(INPUT DATA)
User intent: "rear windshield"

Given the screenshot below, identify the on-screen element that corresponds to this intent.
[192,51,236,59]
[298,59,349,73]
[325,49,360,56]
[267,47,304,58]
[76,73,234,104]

(WHAT THIS TASK INVOLVES) Copy out the entries above, changing each "intent" to "goal" and keeping everything else the same.

(SOLUTION FOR THIS TASK)
User goal: "rear windshield"

Given the screenshot below, identify the on-screen element that corresponds to this goal.
[192,51,236,59]
[298,59,349,73]
[325,49,360,56]
[267,47,304,58]
[76,73,234,104]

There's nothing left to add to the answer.